** Extracted material follows **

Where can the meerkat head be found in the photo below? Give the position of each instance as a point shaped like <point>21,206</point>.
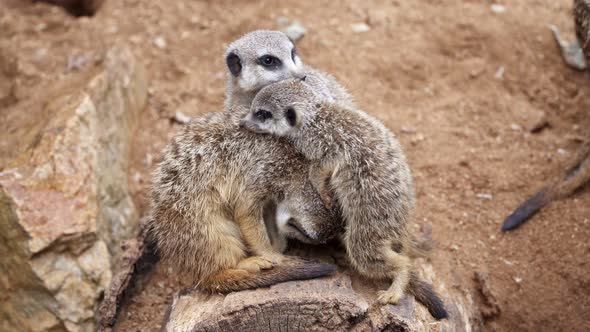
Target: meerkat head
<point>260,58</point>
<point>282,108</point>
<point>305,219</point>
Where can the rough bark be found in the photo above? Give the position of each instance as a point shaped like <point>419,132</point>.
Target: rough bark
<point>328,304</point>
<point>137,259</point>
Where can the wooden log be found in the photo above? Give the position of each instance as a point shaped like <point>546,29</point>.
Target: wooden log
<point>335,303</point>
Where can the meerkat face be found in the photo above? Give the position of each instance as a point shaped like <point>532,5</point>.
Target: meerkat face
<point>280,109</point>
<point>303,221</point>
<point>260,58</point>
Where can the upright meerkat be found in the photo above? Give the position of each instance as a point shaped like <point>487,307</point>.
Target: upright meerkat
<point>578,172</point>
<point>207,203</point>
<point>360,162</point>
<point>262,57</point>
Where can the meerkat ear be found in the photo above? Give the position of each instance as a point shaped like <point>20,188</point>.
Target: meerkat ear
<point>234,64</point>
<point>291,116</point>
<point>293,53</point>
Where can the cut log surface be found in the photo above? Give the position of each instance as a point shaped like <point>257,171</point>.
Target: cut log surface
<point>327,304</point>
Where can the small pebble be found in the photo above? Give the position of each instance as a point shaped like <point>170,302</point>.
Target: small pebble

** End of Extracted material **

▸ Task: Please copy the records above word for word, leaving out every picture.

▸ Solution for this exercise:
Where can the meerkat head be found in the photo below? Give the position of each instance as a point shaped like <point>21,206</point>.
Target: meerkat head
<point>260,58</point>
<point>282,108</point>
<point>305,219</point>
Where can the rough bark be found in the photo above? Give the position of each instance as a point shaped like <point>419,132</point>.
Target: rough bark
<point>328,304</point>
<point>137,259</point>
Where can the wooden log be found in the photo above? Give the position of each instance as a point shaped like <point>546,29</point>.
Target: wooden log
<point>335,303</point>
Where can the meerkat face be found in the photo above? Give the position of each instance as a point shaped like <point>532,5</point>.
Target: meerkat face
<point>280,109</point>
<point>303,221</point>
<point>260,58</point>
Where can the upright meerkat be found in the photo above? Give the position of each instance as a point shaped like <point>487,307</point>.
Target: upright meerkat
<point>578,172</point>
<point>207,203</point>
<point>360,162</point>
<point>262,57</point>
Where can the meerkat ear be found in the photo above? Give the position of each instance as a point shaped like <point>20,188</point>.
Target: meerkat ear
<point>234,64</point>
<point>291,116</point>
<point>293,53</point>
Where can the cut log surface be found in the photo above? Give the position of each instance as a point shaped like <point>257,171</point>.
Target: cut log surface
<point>327,304</point>
Where can the small pebble be found in the photo above? Give the position of each instance as a point shaped like <point>170,302</point>.
Target: small pebble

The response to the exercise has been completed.